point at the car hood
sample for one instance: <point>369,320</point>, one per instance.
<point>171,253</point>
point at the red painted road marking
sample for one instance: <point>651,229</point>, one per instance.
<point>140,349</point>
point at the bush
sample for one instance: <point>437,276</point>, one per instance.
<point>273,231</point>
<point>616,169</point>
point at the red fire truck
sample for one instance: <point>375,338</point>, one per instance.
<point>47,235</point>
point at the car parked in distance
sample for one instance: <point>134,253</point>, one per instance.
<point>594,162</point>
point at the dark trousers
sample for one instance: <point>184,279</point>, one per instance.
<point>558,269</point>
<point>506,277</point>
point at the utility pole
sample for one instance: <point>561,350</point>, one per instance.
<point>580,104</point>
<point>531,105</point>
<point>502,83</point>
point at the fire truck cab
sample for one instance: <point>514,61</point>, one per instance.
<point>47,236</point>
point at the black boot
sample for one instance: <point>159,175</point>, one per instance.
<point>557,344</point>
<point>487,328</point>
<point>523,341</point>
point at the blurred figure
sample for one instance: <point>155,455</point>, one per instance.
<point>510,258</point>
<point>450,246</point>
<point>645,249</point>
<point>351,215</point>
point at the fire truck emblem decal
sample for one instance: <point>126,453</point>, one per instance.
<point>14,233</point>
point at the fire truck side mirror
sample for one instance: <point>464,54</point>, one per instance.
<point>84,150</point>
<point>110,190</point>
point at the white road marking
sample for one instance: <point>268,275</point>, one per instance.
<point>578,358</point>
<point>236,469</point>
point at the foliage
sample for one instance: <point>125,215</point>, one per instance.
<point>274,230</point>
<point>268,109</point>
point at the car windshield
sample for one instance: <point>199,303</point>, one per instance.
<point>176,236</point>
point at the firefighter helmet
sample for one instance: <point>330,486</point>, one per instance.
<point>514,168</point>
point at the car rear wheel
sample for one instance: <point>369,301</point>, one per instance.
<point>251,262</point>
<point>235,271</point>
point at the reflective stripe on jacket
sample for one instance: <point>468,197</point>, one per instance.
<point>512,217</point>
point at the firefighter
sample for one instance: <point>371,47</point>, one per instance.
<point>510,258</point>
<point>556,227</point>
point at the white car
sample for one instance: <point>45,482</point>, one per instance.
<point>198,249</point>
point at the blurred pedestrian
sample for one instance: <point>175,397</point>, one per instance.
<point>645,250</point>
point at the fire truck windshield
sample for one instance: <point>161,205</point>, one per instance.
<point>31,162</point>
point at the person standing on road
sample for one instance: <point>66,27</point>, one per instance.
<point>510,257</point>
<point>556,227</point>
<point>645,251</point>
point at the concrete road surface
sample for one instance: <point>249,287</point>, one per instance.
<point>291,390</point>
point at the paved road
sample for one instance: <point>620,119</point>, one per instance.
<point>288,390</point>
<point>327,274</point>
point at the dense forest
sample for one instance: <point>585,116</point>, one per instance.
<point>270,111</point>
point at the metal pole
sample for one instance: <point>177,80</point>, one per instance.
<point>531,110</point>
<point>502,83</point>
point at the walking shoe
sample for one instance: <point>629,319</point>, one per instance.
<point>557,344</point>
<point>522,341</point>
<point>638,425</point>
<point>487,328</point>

--------

*Action item*
The lines needed are those in the data above that hold the string "white"; copy each of them.

*Exercise result*
point at the white road marking
point at the white car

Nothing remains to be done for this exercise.